(PROMPT 1)
Summarize the passage on the General Medical Council's judgment against Mr. Allbutt in two sentences.
(PROMPT 2)
According to the passage on the General Medical Council's judgment, how many copies of The Wife's Handbook have been sold?

(PAGE EXCERPT)
The Council having deliberated in private, the President delivered the following judgment:
“In the opinion of the Council, Mr. Allbutt has committed the offence charged against him, that is to say, of having published and publicly caused to be sold a work entitled The Wife’s Handbook, in London and elsewhere, at so low a price as to bring the work within the reach of the youth of both sexes, to the detriment of public morals. Secondly, the offence is, in the opinion of the Council, ‘infamous conduct in a professional respect.’ Thirdly, the Registrar is hereby ordered to erase the name of Mr. H. A. Allbutt from the Medical Register.”
Thus ended the futile attempt of the General Medical Council to put a stop to the publication of Malthusian works “at so low a price.” Nobody was a penny the worse for the ponderous proceedings of this archaic tribunal. Dr. Allbutt has never ceased to practise legally as a physician; twenty editions of The Wife’s Handbook have been issued and 180,000 copies sold.

(SOURCE MATERIAL)

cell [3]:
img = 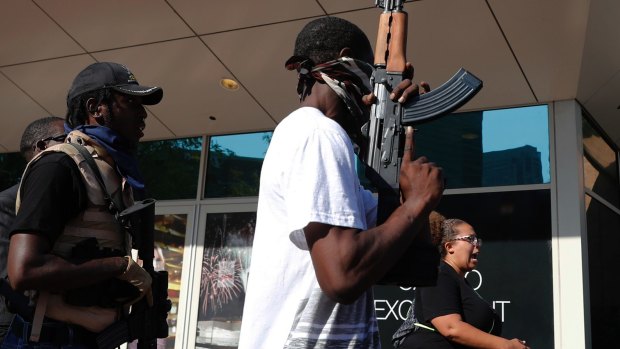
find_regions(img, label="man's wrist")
[118,256,131,276]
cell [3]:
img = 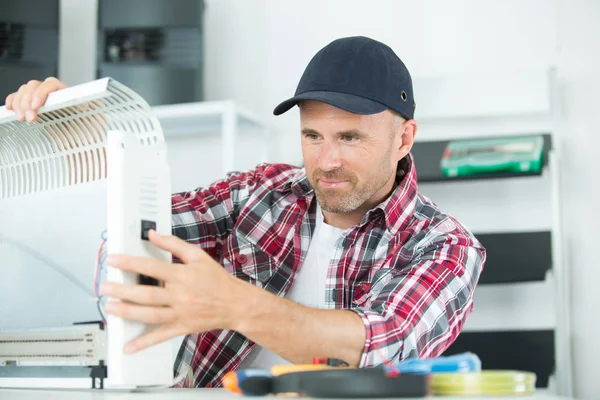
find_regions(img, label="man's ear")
[397,119,418,160]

(TASK ANSWER 1)
The General Medical Council found that Mr. Allbutt had published and sold The Wife's Handbook at a price low enough to reach young people, to the detriment of public morals. It judged this "infamous conduct in a professional respect" and ordered his name erased from the Medical Register, yet the attempt proved futile: he kept practising legally, and twenty editions and 180,000 copies of the book followed.

(TASK ANSWER 2)
180,000 copies have been sold.